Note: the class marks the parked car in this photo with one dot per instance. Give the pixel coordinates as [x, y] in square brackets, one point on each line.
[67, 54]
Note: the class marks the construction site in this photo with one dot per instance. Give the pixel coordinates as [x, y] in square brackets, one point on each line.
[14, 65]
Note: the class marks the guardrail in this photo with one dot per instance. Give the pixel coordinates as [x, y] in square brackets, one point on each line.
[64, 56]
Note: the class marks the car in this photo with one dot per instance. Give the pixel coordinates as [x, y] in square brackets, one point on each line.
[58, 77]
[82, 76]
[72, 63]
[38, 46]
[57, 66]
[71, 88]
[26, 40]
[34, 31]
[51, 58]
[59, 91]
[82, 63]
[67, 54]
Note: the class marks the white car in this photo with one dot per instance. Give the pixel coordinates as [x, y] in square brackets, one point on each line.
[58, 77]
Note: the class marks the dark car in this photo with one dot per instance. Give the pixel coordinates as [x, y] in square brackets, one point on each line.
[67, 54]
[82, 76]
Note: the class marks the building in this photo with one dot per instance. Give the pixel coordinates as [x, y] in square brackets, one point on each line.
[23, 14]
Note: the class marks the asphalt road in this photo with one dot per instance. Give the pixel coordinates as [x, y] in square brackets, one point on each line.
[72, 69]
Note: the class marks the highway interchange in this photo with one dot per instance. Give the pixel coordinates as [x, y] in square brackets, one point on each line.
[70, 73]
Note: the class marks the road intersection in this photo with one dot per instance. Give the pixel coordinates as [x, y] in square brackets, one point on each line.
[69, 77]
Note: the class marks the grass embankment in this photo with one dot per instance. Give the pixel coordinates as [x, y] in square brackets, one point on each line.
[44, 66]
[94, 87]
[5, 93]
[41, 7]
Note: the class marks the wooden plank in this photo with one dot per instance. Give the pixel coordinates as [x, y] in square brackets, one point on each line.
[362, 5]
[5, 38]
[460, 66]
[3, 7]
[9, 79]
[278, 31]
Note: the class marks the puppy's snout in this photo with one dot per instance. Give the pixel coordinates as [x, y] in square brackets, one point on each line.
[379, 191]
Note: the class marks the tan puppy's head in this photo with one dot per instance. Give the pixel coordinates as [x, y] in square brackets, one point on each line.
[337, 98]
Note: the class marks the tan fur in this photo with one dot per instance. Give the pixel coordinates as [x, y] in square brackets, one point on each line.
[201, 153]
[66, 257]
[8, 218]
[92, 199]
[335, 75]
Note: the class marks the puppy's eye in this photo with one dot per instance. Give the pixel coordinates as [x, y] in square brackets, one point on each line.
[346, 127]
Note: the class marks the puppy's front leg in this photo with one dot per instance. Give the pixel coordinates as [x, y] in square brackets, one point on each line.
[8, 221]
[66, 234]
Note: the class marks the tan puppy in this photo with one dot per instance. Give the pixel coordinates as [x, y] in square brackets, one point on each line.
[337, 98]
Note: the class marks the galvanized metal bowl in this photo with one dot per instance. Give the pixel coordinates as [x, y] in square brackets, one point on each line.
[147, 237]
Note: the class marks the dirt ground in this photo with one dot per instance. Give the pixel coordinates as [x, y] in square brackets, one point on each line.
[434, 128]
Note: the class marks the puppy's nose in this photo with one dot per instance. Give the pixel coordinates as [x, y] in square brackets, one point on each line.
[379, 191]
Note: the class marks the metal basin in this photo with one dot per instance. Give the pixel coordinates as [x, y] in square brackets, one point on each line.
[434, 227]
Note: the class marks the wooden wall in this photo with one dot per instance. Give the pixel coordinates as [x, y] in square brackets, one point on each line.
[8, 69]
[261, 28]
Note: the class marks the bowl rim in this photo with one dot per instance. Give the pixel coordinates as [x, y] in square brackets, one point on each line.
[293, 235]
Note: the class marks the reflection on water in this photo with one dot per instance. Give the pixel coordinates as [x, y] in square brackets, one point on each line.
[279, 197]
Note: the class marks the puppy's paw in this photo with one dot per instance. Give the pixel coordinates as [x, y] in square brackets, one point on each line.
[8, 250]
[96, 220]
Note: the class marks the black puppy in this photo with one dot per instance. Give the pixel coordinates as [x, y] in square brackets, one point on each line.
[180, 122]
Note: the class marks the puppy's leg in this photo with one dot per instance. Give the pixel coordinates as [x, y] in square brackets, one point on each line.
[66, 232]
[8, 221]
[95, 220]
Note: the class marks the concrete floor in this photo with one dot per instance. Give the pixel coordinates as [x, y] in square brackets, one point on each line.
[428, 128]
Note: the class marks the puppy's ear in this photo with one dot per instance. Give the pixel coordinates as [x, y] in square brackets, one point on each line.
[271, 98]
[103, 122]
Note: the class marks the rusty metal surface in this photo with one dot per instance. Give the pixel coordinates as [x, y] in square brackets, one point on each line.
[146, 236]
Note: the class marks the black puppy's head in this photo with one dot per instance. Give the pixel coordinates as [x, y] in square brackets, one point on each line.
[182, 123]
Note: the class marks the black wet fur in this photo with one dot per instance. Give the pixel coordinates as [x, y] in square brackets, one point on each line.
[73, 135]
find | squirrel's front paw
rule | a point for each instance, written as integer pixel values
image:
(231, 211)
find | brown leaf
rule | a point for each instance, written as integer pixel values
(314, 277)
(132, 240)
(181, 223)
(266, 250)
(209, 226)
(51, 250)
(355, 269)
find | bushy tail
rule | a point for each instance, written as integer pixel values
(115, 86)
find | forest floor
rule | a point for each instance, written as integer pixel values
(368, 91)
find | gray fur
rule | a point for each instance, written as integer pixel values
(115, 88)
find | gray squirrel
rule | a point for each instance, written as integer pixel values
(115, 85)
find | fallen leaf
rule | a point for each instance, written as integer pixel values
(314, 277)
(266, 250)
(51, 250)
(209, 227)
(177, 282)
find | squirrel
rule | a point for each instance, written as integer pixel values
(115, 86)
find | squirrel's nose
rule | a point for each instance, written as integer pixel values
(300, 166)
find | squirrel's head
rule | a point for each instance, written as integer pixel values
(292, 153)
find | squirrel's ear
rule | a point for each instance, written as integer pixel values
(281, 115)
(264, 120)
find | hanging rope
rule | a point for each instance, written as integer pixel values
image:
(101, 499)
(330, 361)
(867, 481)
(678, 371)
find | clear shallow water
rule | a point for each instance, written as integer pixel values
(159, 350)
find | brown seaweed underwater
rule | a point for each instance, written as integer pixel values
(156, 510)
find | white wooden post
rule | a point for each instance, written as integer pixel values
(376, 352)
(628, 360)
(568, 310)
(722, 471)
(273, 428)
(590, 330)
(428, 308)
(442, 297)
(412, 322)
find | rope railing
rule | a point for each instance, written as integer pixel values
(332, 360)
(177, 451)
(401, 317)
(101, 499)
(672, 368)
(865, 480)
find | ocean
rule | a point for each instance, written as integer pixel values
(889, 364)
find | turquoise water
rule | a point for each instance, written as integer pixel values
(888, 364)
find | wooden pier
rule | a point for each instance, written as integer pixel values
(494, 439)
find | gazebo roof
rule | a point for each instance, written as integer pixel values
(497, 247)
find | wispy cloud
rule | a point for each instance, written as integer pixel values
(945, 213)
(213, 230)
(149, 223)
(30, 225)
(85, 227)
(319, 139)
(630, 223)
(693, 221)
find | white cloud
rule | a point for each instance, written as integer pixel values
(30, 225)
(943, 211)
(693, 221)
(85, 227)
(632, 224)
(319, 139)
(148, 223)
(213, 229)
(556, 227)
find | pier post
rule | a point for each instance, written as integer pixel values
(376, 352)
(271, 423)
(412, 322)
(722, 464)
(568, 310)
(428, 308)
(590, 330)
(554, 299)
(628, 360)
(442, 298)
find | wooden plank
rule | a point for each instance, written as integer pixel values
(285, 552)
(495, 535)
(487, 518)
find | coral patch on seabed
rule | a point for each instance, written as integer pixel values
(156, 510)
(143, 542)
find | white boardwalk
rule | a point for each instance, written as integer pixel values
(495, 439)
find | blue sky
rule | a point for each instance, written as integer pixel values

== Given instruction ==
Quote, without any change, each line from the one that contains "find | wooden plank" through the end of the material.

== Answer to the problem ==
find | wooden plank
rule | a point for each instance, written as integer pixel values
(285, 552)
(495, 535)
(487, 518)
find | coral patch on seabed
rule | a point for each instance, written as integer pixel values
(156, 510)
(143, 542)
find | white boardwalk
rule | a point for each instance, written as integer pixel values
(495, 439)
find | blue sky
rule | a point for each instance, written as integer pixel values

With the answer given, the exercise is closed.